═══ DOCUMENT TEXT

Build a voice agent that can make outbound calls with AssemblyAI
Build a Voice Agent that can make outbound calls with AssemblyAI
Current Situation Analysis
Traditional voice AI implementations are predominantly inbound-only, forcing customers to initiate contact through IVR menus or web interfaces. This reactive model fails in time-sensitive workflows like appointment reminders, lead qualification, and collections, where engagement windows close rapidly. SMS and email channels suffer from low open rates and lack conversational context, while human dialer teams introduce high operational costs and inconsistent compliance adherence.
Browser-based voice agents introduce additional failure modes: they require client-side WebRTC handling, demand acoustic echo cancellation (AEC) via headphones, and force expensive CPU-bound audio resampling (PCM ↔ μ-law) to match telephony standards. Furthermore, phone lines exhibit higher noise floors and variable latency compared to broadband connections, causing default turn-detection parameters to misfire. Without a zero-resampling, carrier-native audio pipeline, developers face compounded latency, audio distortion, and barge-in synchronization failures that degrade user experience and increase drop-off rates.
WOW Moment: Key Findings
| Approach | Contact/Response Rate | End-to-End Latency | CPU/Resampling Overhead | Cost per Call | Barge-in Success Rate |
|---|---|---|---|---|---|
| Inbound Web Agent (WebRTC/PCM) | 18% | 450–600 ms | High (client + server transcoding) | $0.12 | 62% |
| Manual Human Dialer | 35% | N/A (human-dependent) | None | $2.80–$4.50 | 95% |
| Outbound Voice Agent (μ-law Passthrough) | 54% | 280–340 ms | Near-zero (native G.711 bridge) | $0.18 | 89% |
Key Findings:
- Zero-Resampling Architecture: By maintaining
audio/pcmu(G.711 μ-law at 8 kHz) end-to-end, the pipeline eliminates transcoding overhead, reducing server CPU load by ~70% and cutting latency by ~40% compared to PCM-based web agents. - Proactive Engagement Multiplier: Outbound dialing increases contact rates by 3x over inbound-only models, particularly for appointment reminders and winback campaigns where customers rarely initiate contact.

══════
═══ DATASET ROWS

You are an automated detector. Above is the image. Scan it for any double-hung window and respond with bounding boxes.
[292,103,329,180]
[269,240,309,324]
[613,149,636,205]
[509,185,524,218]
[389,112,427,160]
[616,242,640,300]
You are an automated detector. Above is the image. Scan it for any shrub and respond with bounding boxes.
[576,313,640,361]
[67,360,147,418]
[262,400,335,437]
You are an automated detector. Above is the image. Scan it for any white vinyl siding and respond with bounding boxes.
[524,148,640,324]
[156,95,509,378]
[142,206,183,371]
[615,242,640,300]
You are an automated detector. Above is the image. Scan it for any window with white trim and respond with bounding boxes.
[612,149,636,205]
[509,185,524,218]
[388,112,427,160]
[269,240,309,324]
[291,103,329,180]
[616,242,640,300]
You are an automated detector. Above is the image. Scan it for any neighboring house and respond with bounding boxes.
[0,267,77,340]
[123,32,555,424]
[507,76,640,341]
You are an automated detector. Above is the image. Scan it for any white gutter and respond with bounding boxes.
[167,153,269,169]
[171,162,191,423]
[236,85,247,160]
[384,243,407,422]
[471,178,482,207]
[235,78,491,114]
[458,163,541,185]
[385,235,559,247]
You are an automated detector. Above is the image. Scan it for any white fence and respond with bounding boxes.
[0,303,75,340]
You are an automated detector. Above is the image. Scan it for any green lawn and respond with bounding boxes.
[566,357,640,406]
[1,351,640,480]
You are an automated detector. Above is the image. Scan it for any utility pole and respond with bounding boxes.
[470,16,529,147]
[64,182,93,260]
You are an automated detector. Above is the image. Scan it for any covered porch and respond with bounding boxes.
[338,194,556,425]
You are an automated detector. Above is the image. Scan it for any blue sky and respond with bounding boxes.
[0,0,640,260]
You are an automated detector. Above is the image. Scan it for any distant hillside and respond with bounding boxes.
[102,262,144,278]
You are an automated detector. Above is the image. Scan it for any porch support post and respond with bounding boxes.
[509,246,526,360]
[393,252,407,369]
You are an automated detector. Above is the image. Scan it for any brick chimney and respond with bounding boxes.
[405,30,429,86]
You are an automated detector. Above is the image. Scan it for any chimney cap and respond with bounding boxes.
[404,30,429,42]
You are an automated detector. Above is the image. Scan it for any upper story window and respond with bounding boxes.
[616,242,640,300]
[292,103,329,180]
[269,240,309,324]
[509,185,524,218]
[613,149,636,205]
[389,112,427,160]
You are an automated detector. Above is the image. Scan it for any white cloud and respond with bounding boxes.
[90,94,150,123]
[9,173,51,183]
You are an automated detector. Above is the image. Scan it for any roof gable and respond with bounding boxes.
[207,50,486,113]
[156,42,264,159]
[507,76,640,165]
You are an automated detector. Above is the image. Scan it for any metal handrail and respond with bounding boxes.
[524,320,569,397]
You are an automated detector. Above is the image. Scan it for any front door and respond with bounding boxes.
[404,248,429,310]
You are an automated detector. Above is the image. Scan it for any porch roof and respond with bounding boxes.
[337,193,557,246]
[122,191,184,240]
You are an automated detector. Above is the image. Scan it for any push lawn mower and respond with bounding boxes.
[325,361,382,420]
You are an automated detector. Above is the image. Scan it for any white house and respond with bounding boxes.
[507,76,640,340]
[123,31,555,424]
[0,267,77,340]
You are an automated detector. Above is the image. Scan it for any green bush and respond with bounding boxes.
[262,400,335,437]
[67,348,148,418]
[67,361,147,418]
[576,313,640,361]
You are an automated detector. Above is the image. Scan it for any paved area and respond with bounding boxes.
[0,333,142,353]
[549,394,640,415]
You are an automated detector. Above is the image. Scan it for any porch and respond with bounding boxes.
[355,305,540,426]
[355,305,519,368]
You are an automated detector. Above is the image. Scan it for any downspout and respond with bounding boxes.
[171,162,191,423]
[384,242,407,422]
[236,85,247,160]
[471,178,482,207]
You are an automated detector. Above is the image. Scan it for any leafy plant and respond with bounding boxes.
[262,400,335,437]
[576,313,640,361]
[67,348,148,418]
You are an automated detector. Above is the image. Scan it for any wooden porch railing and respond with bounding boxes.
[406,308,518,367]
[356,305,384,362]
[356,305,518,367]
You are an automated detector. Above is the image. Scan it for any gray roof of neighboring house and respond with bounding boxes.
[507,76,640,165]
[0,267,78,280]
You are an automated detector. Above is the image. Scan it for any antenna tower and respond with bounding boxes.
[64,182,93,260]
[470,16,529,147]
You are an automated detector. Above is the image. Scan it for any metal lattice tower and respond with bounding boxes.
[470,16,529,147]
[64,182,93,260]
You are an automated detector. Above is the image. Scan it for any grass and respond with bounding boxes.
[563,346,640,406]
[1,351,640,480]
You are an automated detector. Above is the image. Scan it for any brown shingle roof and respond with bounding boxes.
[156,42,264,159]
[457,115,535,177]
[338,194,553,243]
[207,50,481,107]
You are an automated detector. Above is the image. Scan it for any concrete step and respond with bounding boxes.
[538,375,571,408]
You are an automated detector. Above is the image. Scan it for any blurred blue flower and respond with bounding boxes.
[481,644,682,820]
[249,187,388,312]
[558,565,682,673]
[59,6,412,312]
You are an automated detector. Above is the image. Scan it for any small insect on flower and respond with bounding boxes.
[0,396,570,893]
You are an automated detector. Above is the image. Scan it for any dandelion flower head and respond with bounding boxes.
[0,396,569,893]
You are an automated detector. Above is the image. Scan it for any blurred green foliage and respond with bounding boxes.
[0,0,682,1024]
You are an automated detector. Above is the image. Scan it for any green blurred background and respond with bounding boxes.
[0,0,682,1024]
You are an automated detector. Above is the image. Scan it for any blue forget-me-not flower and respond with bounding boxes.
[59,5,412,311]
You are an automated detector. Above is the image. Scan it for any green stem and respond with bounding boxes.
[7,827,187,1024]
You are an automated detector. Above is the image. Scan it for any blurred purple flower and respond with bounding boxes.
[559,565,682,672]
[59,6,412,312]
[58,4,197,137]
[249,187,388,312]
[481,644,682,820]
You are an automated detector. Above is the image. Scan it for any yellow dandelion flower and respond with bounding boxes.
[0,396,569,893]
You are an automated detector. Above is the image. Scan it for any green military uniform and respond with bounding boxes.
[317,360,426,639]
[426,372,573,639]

══════

JOBS:
(A) List every approach that the comparison table in the voice agent article compares.
(B) According to the voice agent article, what is the cost per call for the Manual Human Dialer?
(C) Write out the passage of the voice agent article that begins at the words "Browser-based voice agents" and stops after the words "increase drop-off rates.".

SOLUTIONS TO EACH TASK:
(A)
- Inbound Web Agent (WebRTC/PCM)
- Manual Human Dialer
- Outbound Voice Agent (μ-law Passthrough)

(B) $2.80–$4.50

(C)
Browser-based voice agents introduce additional failure modes: they require client-side WebRTC handling, demand acoustic echo cancellation (AEC) via headphones, and force expensive CPU-bound audio resampling (PCM ↔ μ-law) to match telephony standards. Furthermore, phone lines exhibit higher noise floors and variable latency compared to broadband connections, causing default turn-detection parameters to misfire. Without a zero-resampling, carrier-native audio pipeline, developers face compounded latency, audio distortion, and barge-in synchronization failures that degrade user experience and increase drop-off rates.